• _WHAT THE EXERCISE ASKS_
Can you rewrite the listing below, replacing every "integer keys" with "whole-number keys", changing nothing else, and leaving the pictures out?

==== ROWS

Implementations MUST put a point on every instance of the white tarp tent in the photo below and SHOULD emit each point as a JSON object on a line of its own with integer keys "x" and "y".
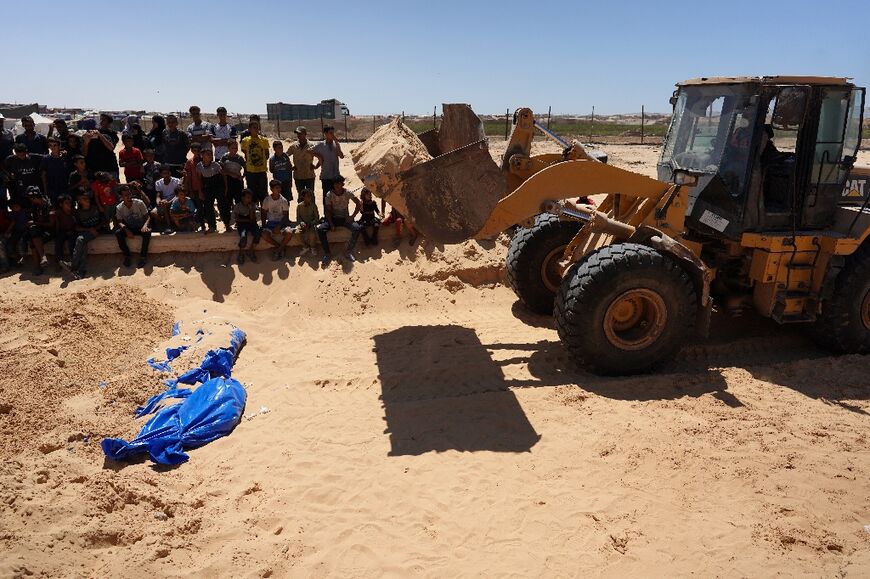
{"x": 42, "y": 124}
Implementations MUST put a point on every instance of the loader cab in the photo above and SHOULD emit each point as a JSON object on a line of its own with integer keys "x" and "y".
{"x": 762, "y": 153}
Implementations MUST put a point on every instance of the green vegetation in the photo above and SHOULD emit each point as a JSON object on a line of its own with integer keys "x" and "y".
{"x": 564, "y": 128}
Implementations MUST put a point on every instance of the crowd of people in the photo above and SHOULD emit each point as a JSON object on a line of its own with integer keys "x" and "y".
{"x": 66, "y": 187}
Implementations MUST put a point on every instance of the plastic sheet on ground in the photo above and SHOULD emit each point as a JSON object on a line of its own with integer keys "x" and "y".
{"x": 208, "y": 412}
{"x": 211, "y": 411}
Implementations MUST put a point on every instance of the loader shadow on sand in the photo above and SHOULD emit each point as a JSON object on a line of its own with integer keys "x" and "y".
{"x": 441, "y": 390}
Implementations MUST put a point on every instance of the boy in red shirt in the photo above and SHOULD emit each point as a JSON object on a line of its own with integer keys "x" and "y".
{"x": 105, "y": 196}
{"x": 131, "y": 159}
{"x": 193, "y": 181}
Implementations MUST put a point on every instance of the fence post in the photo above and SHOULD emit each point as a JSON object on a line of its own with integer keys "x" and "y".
{"x": 592, "y": 123}
{"x": 642, "y": 118}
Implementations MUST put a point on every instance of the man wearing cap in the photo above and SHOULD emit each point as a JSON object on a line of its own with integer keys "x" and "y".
{"x": 221, "y": 134}
{"x": 24, "y": 172}
{"x": 337, "y": 214}
{"x": 176, "y": 146}
{"x": 133, "y": 219}
{"x": 255, "y": 147}
{"x": 328, "y": 153}
{"x": 303, "y": 160}
{"x": 6, "y": 143}
{"x": 98, "y": 147}
{"x": 199, "y": 131}
{"x": 35, "y": 142}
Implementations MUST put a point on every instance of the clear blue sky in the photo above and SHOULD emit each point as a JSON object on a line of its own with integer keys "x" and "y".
{"x": 389, "y": 56}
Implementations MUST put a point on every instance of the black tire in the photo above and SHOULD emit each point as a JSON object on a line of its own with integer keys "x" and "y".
{"x": 844, "y": 324}
{"x": 625, "y": 309}
{"x": 531, "y": 253}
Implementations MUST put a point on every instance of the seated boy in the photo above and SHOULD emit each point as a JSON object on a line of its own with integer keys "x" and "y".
{"x": 88, "y": 222}
{"x": 39, "y": 227}
{"x": 182, "y": 212}
{"x": 165, "y": 188}
{"x": 307, "y": 218}
{"x": 133, "y": 219}
{"x": 64, "y": 228}
{"x": 277, "y": 210}
{"x": 104, "y": 187}
{"x": 245, "y": 216}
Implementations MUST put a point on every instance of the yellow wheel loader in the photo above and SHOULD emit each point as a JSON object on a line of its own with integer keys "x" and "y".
{"x": 757, "y": 204}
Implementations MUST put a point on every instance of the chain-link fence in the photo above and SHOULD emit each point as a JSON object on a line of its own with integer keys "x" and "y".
{"x": 628, "y": 129}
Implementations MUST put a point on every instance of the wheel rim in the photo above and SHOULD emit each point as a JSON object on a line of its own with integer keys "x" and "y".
{"x": 552, "y": 269}
{"x": 865, "y": 311}
{"x": 635, "y": 319}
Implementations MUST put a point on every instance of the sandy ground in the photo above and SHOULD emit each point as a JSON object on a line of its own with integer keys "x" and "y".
{"x": 419, "y": 422}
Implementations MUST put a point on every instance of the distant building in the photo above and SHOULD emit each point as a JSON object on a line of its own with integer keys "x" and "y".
{"x": 327, "y": 109}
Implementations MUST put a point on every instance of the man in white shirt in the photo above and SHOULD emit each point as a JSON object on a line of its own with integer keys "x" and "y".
{"x": 221, "y": 134}
{"x": 276, "y": 219}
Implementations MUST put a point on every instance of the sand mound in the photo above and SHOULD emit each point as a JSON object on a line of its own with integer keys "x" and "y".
{"x": 393, "y": 148}
{"x": 72, "y": 364}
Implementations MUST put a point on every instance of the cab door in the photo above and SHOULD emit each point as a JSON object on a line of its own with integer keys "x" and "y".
{"x": 834, "y": 151}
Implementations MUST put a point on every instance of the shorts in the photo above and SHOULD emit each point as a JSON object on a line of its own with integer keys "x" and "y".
{"x": 273, "y": 226}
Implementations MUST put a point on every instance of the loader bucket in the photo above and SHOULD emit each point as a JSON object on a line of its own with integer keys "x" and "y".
{"x": 451, "y": 197}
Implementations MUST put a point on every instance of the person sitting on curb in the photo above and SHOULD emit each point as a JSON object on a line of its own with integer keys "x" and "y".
{"x": 182, "y": 212}
{"x": 88, "y": 221}
{"x": 277, "y": 210}
{"x": 39, "y": 227}
{"x": 338, "y": 215}
{"x": 133, "y": 219}
{"x": 307, "y": 218}
{"x": 245, "y": 216}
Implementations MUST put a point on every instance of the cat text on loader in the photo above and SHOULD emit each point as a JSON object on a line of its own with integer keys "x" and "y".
{"x": 755, "y": 204}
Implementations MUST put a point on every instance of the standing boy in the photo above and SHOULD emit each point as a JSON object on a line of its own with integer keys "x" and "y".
{"x": 133, "y": 219}
{"x": 245, "y": 215}
{"x": 131, "y": 160}
{"x": 281, "y": 168}
{"x": 39, "y": 227}
{"x": 307, "y": 218}
{"x": 176, "y": 145}
{"x": 275, "y": 213}
{"x": 88, "y": 222}
{"x": 193, "y": 182}
{"x": 213, "y": 189}
{"x": 55, "y": 178}
{"x": 338, "y": 215}
{"x": 165, "y": 189}
{"x": 221, "y": 134}
{"x": 199, "y": 131}
{"x": 303, "y": 160}
{"x": 328, "y": 153}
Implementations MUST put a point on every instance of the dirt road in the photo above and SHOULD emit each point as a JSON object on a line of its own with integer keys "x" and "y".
{"x": 417, "y": 421}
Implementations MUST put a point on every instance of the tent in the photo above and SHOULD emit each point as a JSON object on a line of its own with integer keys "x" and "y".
{"x": 42, "y": 124}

========

• _RESPONSE FOR THIS EXERCISE_
Implementations MUST put a point on every instance of the white tarp tent in the photo below and SHOULD emit each point as a JSON object on a line of its own with whole-number keys "x" and "y".
{"x": 42, "y": 124}
Implementations MUST put a point on every instance of the loader cab in the photo above and SHOULD emit each point as a JSON object on a line of its own with whole-number keys "x" and "y".
{"x": 762, "y": 153}
Implementations MUST put a point on every instance of the green vegetation in the photo above and SHOULD emit each point as a JSON object on a line of its own with whole-number keys "x" and "y".
{"x": 564, "y": 128}
Implementations MUST put a point on every instance of the crowd of people in the photo above and SHOULD emit each point as a JSON object on a line of its own with whole-number keys "x" and "y".
{"x": 66, "y": 187}
Implementations MUST put a point on every instance of the plastic sheet on ground in the photo above and SHOULD emit each point as a JSON object on a line of its own with whole-number keys "x" and "y".
{"x": 208, "y": 412}
{"x": 211, "y": 411}
Implementations MUST put a point on every instance of the loader shadow on sand in the photo above and SHOULD emit each point as a JSON object on a line of its own with whole-number keys "x" and "y".
{"x": 441, "y": 390}
Implementations MUST put a point on every instance of the boy in red shirt in the photo above and SHOULD emit each point as a JSON object on a line of its own with whole-number keys "x" and "y".
{"x": 105, "y": 196}
{"x": 131, "y": 159}
{"x": 193, "y": 181}
Implementations MUST put a point on every instance of the fence post in the photo above and SHOULD emit each point as a JSON object on a line of its own with whole-number keys "x" and "y".
{"x": 592, "y": 123}
{"x": 642, "y": 118}
Implementations MUST put a point on every instance of the man wearing cap in the photo above and SHOULD emit each point as a JSON object on a line of its own with whole-number keys "x" and "y".
{"x": 221, "y": 134}
{"x": 24, "y": 172}
{"x": 337, "y": 214}
{"x": 176, "y": 146}
{"x": 133, "y": 219}
{"x": 255, "y": 147}
{"x": 328, "y": 153}
{"x": 303, "y": 160}
{"x": 6, "y": 143}
{"x": 98, "y": 147}
{"x": 199, "y": 131}
{"x": 35, "y": 142}
Implementations MUST put a point on every instance of the clear blue sky in the photo above and SHOULD emit each point as a JSON object on a line of its own with whole-number keys "x" and "y".
{"x": 389, "y": 56}
Implementations MUST put a point on every instance of the black tire in the photo above and SHOULD emit each point as a JSON object on a line of its own with whole-number keys "x" and "y".
{"x": 844, "y": 324}
{"x": 625, "y": 309}
{"x": 531, "y": 253}
Implementations MUST put a point on every instance of the seated boy in the photo above and SHOULD emit each point as a JSON object on a line of its own with whole-number keys "x" and "y".
{"x": 88, "y": 222}
{"x": 39, "y": 227}
{"x": 182, "y": 212}
{"x": 165, "y": 188}
{"x": 307, "y": 218}
{"x": 133, "y": 219}
{"x": 64, "y": 228}
{"x": 277, "y": 210}
{"x": 104, "y": 187}
{"x": 245, "y": 216}
Implementations MUST put a point on every instance of the yellow wheel loader in the photo above and SHOULD emit each point as a JSON object on a line of its own with whole-number keys "x" and "y".
{"x": 757, "y": 204}
Implementations MUST put a point on every instance of the chain-link fence in the photo above and SHOULD emit each point as a JSON object on a line of its own with whole-number keys "x" and "y".
{"x": 628, "y": 129}
Implementations MUST put a point on every instance of the wheel rim in the photo above and SHOULD emit each point as a JSON object on a line of its own with whole-number keys "x" and "y".
{"x": 552, "y": 269}
{"x": 865, "y": 311}
{"x": 635, "y": 319}
Implementations MUST put a point on every instance of the sandy ground in the photo above and SHOULD emit each point as a JSON object on a line of its own with whole-number keys "x" and "y".
{"x": 419, "y": 422}
Implementations MUST put a point on every instance of the distant building in the photo above and SHOULD emit each point as a JSON object on a line of its own with whole-number keys "x" and "y".
{"x": 327, "y": 109}
Implementations MUST put a point on every instance of the man in white shirt in the photo above and SHOULD emit each point as a JSON object on a line of its own with whole-number keys "x" and "y".
{"x": 221, "y": 134}
{"x": 276, "y": 219}
Implementations MUST put a point on every instance of the sand mound in the photo above and SHOULD emit each point as a JSON object on a line of its own with whole-number keys "x" and "y".
{"x": 393, "y": 148}
{"x": 72, "y": 364}
Implementations MUST put a point on every instance of the cab door in the photo above and SHOULD emit each point as a JSON object on a line of its own with whole-number keys "x" and "y".
{"x": 834, "y": 151}
Implementations MUST put a point on every instance of the shorts in the photo above and SHOULD emit each point as a JSON object on a line of its own with whole-number keys "x" and "y".
{"x": 273, "y": 226}
Implementations MUST put a point on every instance of the loader bucket in the photo above and SHOULD emit each point as a JSON object on a line of its own with whole-number keys "x" and "y".
{"x": 451, "y": 197}
Implementations MUST put a point on every instance of the person sitting on curb in the photo above and SHOULD emit each point as a JSON object on a line of its own with whole-number keys "x" and "y".
{"x": 182, "y": 212}
{"x": 88, "y": 221}
{"x": 277, "y": 210}
{"x": 39, "y": 227}
{"x": 338, "y": 215}
{"x": 133, "y": 219}
{"x": 307, "y": 218}
{"x": 245, "y": 216}
Implementations MUST put a point on every instance of the cat text on loader in the photo above and SHOULD emit each point as a JSON object on a line of its own with whole-number keys "x" and "y".
{"x": 755, "y": 204}
Implementations MUST put a point on every instance of the standing boy in the photo above and SHOULD emit each point as a JSON object on a line of its own with whole-number keys "x" and "y".
{"x": 133, "y": 219}
{"x": 245, "y": 215}
{"x": 131, "y": 160}
{"x": 281, "y": 168}
{"x": 39, "y": 227}
{"x": 307, "y": 218}
{"x": 176, "y": 145}
{"x": 275, "y": 213}
{"x": 88, "y": 222}
{"x": 193, "y": 182}
{"x": 213, "y": 189}
{"x": 55, "y": 178}
{"x": 338, "y": 215}
{"x": 165, "y": 189}
{"x": 221, "y": 134}
{"x": 199, "y": 131}
{"x": 303, "y": 160}
{"x": 328, "y": 153}
Implementations MUST put a point on every instance of the dirt road in the photo above and SHOULD emit each point as a JSON object on a line of its own with whole-number keys "x" and "y".
{"x": 417, "y": 421}
Implementations MUST put a point on every instance of the tent in the photo above and SHOULD emit each point as a JSON object on a line of its own with whole-number keys "x" and "y".
{"x": 42, "y": 124}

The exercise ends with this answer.